WRITTEN REQUEST — Write out the records below line for line, leaving out the pictures.

## START

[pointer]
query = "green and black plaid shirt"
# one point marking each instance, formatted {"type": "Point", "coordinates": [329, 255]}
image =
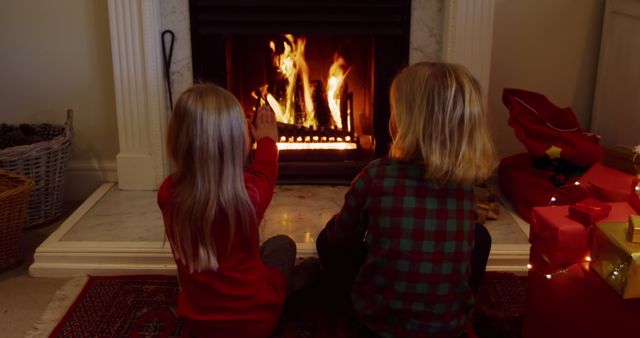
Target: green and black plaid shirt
{"type": "Point", "coordinates": [414, 280]}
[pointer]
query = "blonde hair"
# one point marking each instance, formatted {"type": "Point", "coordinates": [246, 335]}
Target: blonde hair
{"type": "Point", "coordinates": [437, 118]}
{"type": "Point", "coordinates": [206, 140]}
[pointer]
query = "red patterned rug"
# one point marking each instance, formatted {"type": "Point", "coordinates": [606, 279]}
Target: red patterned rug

## END

WORKED ANSWER —
[pointer]
query = "green and black plaid shirt"
# one point marking each instance, formatted {"type": "Point", "coordinates": [329, 255]}
image =
Target: green and black plaid shirt
{"type": "Point", "coordinates": [414, 280]}
[pointer]
query = "blonde hair"
# one point marking each instance, formatted {"type": "Point", "coordinates": [246, 335]}
Target: blonde hair
{"type": "Point", "coordinates": [437, 118]}
{"type": "Point", "coordinates": [206, 140]}
[pointer]
query = "red patterned rug"
# one point marking each instance, formatted {"type": "Point", "coordinates": [606, 279]}
Target: red patterned rug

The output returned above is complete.